— Exercise goal —
No record may be left out; print them all verbatim.

Entries shown START

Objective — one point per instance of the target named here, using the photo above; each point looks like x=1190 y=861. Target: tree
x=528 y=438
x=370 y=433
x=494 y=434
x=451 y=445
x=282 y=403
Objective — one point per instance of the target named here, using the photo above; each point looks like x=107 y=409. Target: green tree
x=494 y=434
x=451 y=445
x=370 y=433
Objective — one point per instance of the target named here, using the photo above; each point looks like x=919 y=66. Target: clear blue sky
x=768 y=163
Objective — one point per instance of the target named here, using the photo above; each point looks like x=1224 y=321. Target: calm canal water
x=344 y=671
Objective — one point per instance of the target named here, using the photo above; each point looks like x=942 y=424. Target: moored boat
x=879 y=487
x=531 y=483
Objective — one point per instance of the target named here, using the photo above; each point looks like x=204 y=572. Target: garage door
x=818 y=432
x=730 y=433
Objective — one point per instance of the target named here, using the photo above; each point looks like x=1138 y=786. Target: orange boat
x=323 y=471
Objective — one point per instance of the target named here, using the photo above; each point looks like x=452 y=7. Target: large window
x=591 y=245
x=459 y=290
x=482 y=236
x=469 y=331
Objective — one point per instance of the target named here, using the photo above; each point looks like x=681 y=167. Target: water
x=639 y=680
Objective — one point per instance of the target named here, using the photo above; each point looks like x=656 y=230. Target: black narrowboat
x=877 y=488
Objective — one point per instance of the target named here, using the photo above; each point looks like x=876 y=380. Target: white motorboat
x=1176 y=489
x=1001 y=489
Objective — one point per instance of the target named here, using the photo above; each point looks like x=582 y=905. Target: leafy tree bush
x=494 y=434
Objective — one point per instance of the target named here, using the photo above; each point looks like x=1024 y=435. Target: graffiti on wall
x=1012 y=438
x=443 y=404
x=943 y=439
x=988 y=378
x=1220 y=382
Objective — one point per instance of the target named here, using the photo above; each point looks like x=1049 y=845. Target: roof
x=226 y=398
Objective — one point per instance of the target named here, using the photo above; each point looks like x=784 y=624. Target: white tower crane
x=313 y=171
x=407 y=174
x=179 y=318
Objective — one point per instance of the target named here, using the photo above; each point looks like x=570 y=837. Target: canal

Entries shown END

— Reply —
Objective — one point per instance of the target named here, using the photo above; each point looks like x=1190 y=861. Target: tree
x=528 y=438
x=370 y=433
x=494 y=434
x=451 y=445
x=282 y=403
Objective — one point per instance of the target named here, using the photo above; each point looks like x=107 y=409. Target: green tree
x=494 y=434
x=451 y=445
x=370 y=433
Objective — one point per instance of the target named here, using the photo above; each point looks like x=919 y=66. Target: clear blue sky
x=768 y=163
Objective — one point per instance of the target named here, using the photo above; each point looks like x=1224 y=321. Target: calm canal water
x=344 y=671
Objective — one point per instance of the target named here, using the photo above; each point looks like x=942 y=424. Target: moored boat
x=879 y=487
x=531 y=483
Objective — one point per instance of the target named here, using the photo above; each point looks like x=204 y=572. Target: garage door
x=818 y=432
x=730 y=433
Objective — one point per instance of the target named here, using the photo above; each point looks like x=1138 y=786. Target: orange boat
x=323 y=471
Objective — one point per instance of the target named here, using the photo above; each point looks like x=452 y=7. Target: large window
x=591 y=245
x=459 y=290
x=482 y=236
x=469 y=331
Objective — one point per instance of the target named here, using the photo above; each point looks like x=681 y=167. Target: water
x=639 y=680
Objective — one point per instance of the target named here, using the photo above; each point looks like x=656 y=230. Target: black narrowboat
x=877 y=488
Objective — one point per instance of the target named here, using the photo above; each point looks like x=876 y=380. Target: white motorboat
x=1176 y=489
x=1001 y=489
Objective — one point per instance of the target named here, using the photo above; each point looks like x=582 y=905. Target: leafy tree bush
x=494 y=434
Objective — one point per instance of the target named here, using the photo above; each point looks like x=1024 y=435. Target: graffiti on wall
x=1012 y=438
x=443 y=404
x=943 y=439
x=988 y=378
x=1220 y=382
Objective — one point per instance of the target named here, using the photo above; each point looks like x=1049 y=845. Target: roof
x=226 y=398
Objective — one point per instance of the target named here, using the photo above; each point looks like x=784 y=624. Target: white tower crane
x=313 y=171
x=407 y=174
x=179 y=318
Objective — one point per instance of the target named here, using the photo above; each point looks like x=570 y=837. Target: canal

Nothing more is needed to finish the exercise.